[Goal of the exercise] Below are the entries; return every line among them that holds the word "simplified".

[Information shown]

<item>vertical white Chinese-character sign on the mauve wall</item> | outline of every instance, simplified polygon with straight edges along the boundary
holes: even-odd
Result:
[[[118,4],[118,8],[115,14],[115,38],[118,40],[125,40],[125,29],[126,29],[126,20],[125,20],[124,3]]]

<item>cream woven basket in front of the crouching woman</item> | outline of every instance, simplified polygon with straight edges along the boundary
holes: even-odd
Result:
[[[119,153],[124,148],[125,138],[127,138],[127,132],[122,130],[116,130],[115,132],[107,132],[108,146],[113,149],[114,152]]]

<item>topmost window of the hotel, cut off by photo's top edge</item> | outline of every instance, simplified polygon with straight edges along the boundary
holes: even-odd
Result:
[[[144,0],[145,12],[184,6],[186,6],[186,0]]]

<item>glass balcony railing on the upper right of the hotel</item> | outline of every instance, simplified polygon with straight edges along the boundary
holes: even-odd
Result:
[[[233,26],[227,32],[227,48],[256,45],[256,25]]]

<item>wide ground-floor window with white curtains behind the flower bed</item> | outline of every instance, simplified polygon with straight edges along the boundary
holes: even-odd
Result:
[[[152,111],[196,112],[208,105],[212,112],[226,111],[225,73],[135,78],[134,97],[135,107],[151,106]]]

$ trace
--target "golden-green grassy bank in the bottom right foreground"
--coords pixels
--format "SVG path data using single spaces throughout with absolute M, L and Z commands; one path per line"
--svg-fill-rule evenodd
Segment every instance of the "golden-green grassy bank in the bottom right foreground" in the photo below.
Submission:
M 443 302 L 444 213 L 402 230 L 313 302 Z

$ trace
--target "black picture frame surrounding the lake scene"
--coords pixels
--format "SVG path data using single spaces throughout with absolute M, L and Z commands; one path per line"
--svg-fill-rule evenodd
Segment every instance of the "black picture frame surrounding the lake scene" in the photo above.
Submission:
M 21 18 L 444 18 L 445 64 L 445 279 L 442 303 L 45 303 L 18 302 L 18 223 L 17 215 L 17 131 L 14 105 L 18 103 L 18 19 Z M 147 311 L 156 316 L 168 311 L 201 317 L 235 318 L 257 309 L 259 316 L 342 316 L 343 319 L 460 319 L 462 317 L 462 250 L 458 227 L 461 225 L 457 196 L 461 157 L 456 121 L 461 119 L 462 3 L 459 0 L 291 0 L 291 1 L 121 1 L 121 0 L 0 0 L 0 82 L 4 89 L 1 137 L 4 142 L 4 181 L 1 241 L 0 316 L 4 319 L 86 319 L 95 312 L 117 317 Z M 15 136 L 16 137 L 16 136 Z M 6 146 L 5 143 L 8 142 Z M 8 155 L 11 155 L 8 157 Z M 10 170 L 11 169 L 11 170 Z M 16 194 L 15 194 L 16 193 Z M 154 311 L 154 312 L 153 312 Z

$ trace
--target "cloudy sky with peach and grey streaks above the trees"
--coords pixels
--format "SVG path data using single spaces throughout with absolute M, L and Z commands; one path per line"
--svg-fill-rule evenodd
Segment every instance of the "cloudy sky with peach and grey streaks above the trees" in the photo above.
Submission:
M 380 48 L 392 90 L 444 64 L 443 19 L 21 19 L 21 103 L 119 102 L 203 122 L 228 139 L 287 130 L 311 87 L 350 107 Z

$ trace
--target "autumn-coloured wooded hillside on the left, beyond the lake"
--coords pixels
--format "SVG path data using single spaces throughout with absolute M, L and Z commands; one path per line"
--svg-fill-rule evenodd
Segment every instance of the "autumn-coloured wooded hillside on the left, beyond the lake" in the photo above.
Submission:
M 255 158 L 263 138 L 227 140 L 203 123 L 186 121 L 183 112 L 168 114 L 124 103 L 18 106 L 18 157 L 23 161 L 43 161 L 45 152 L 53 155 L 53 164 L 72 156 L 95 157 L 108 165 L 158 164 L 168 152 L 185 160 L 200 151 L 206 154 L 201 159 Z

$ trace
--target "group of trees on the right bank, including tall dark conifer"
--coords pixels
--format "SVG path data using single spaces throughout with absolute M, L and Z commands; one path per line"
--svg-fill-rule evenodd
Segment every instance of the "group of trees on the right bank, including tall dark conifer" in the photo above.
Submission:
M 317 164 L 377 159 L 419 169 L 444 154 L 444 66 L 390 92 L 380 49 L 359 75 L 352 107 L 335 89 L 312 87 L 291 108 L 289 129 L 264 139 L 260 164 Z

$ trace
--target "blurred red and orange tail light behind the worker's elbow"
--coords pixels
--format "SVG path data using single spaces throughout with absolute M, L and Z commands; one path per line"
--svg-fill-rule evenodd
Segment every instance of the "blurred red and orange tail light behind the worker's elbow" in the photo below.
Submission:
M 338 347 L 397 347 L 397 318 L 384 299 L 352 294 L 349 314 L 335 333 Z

[Output below]
<item>vertical white Chinese-character sign on the mauve wall</item> | outline of every instance, simplified polygon with straight edges along the boundary
<item>cream woven basket in front of the crouching woman</item> | outline of every instance, simplified polygon with straight edges along the boundary
<item>topmost window of the hotel, cut off by photo's top edge</item> | outline of every instance, simplified polygon with straight edges along the boundary
<item>glass balcony railing on the upper right of the hotel</item> | outline of every instance, simplified polygon with straight edges along the boundary
<item>wide ground-floor window with white curtains behind the flower bed</item> | outline of every instance, simplified polygon with straight edges along the boundary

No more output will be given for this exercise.